_Task directions_: All the data beneath this line is to be reproduced exactly.

[Opening Records to process section]

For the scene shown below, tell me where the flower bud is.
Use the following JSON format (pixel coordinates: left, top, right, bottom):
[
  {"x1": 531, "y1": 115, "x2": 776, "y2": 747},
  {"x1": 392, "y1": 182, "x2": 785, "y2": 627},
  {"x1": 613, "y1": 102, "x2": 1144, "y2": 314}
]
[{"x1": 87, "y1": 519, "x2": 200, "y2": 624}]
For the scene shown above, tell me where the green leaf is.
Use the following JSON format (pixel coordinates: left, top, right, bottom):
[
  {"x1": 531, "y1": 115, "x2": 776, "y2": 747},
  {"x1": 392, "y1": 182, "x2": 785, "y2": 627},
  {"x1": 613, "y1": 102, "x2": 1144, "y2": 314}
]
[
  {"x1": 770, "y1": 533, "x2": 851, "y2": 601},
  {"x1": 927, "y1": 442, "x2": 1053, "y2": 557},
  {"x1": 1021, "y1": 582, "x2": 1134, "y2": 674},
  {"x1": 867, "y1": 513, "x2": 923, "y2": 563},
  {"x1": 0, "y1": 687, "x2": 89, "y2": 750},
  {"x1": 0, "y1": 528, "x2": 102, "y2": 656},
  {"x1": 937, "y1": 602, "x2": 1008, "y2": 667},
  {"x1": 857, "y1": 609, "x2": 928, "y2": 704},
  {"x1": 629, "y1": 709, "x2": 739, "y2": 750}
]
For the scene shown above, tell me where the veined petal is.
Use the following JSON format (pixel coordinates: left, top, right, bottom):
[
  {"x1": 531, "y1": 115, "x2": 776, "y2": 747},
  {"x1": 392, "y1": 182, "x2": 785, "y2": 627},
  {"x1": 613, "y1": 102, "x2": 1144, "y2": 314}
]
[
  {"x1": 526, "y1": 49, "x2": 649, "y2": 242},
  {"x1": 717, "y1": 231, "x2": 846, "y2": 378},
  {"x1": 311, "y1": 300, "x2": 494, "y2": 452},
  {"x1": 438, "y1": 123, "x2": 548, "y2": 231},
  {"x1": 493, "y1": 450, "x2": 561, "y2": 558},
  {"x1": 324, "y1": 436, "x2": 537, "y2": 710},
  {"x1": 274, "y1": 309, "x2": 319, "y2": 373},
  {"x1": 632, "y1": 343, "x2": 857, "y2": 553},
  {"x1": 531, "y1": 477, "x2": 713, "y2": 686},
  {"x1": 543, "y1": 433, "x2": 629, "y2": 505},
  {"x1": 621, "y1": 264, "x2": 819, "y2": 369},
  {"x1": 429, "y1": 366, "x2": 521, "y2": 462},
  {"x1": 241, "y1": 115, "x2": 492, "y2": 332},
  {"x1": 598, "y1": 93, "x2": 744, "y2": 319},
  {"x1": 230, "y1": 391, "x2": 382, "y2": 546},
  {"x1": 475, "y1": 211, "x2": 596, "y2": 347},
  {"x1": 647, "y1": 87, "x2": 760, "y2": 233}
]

[Closing Records to process section]

_Task result_:
For the scene shown below, tell me where the flower bud is.
Use the following JSON format (pixel coordinates: left, top, right, bottom):
[
  {"x1": 531, "y1": 115, "x2": 776, "y2": 747},
  {"x1": 392, "y1": 182, "x2": 785, "y2": 627},
  {"x1": 613, "y1": 102, "x2": 1144, "y2": 314}
]
[{"x1": 87, "y1": 519, "x2": 200, "y2": 624}]
For the scene shown above, tell me where the green leaf is.
Use the following JSON format (pixel coordinates: left, top, right, bottom):
[
  {"x1": 531, "y1": 115, "x2": 776, "y2": 747},
  {"x1": 392, "y1": 182, "x2": 785, "y2": 627},
  {"x1": 613, "y1": 102, "x2": 1144, "y2": 314}
]
[
  {"x1": 770, "y1": 533, "x2": 851, "y2": 601},
  {"x1": 927, "y1": 442, "x2": 1053, "y2": 557},
  {"x1": 1021, "y1": 582, "x2": 1134, "y2": 674},
  {"x1": 867, "y1": 513, "x2": 923, "y2": 563},
  {"x1": 0, "y1": 687, "x2": 89, "y2": 750},
  {"x1": 0, "y1": 528, "x2": 102, "y2": 656},
  {"x1": 937, "y1": 602, "x2": 1008, "y2": 667},
  {"x1": 857, "y1": 609, "x2": 928, "y2": 704},
  {"x1": 629, "y1": 709, "x2": 739, "y2": 750}
]
For the scene shown above, tell me where the veined petal is.
Use the following JSON format (pixel coordinates: left, top, right, bottom):
[
  {"x1": 531, "y1": 115, "x2": 776, "y2": 747},
  {"x1": 392, "y1": 182, "x2": 785, "y2": 627},
  {"x1": 613, "y1": 102, "x2": 1144, "y2": 314}
]
[
  {"x1": 526, "y1": 49, "x2": 649, "y2": 242},
  {"x1": 717, "y1": 231, "x2": 846, "y2": 378},
  {"x1": 311, "y1": 300, "x2": 494, "y2": 452},
  {"x1": 438, "y1": 123, "x2": 548, "y2": 231},
  {"x1": 493, "y1": 450, "x2": 561, "y2": 558},
  {"x1": 324, "y1": 436, "x2": 537, "y2": 710},
  {"x1": 274, "y1": 309, "x2": 319, "y2": 373},
  {"x1": 632, "y1": 343, "x2": 857, "y2": 553},
  {"x1": 531, "y1": 477, "x2": 713, "y2": 686},
  {"x1": 543, "y1": 433, "x2": 629, "y2": 505},
  {"x1": 621, "y1": 264, "x2": 819, "y2": 369},
  {"x1": 429, "y1": 366, "x2": 521, "y2": 462},
  {"x1": 241, "y1": 115, "x2": 492, "y2": 332},
  {"x1": 598, "y1": 93, "x2": 744, "y2": 319},
  {"x1": 230, "y1": 391, "x2": 382, "y2": 546},
  {"x1": 475, "y1": 211, "x2": 596, "y2": 347},
  {"x1": 647, "y1": 87, "x2": 760, "y2": 233}
]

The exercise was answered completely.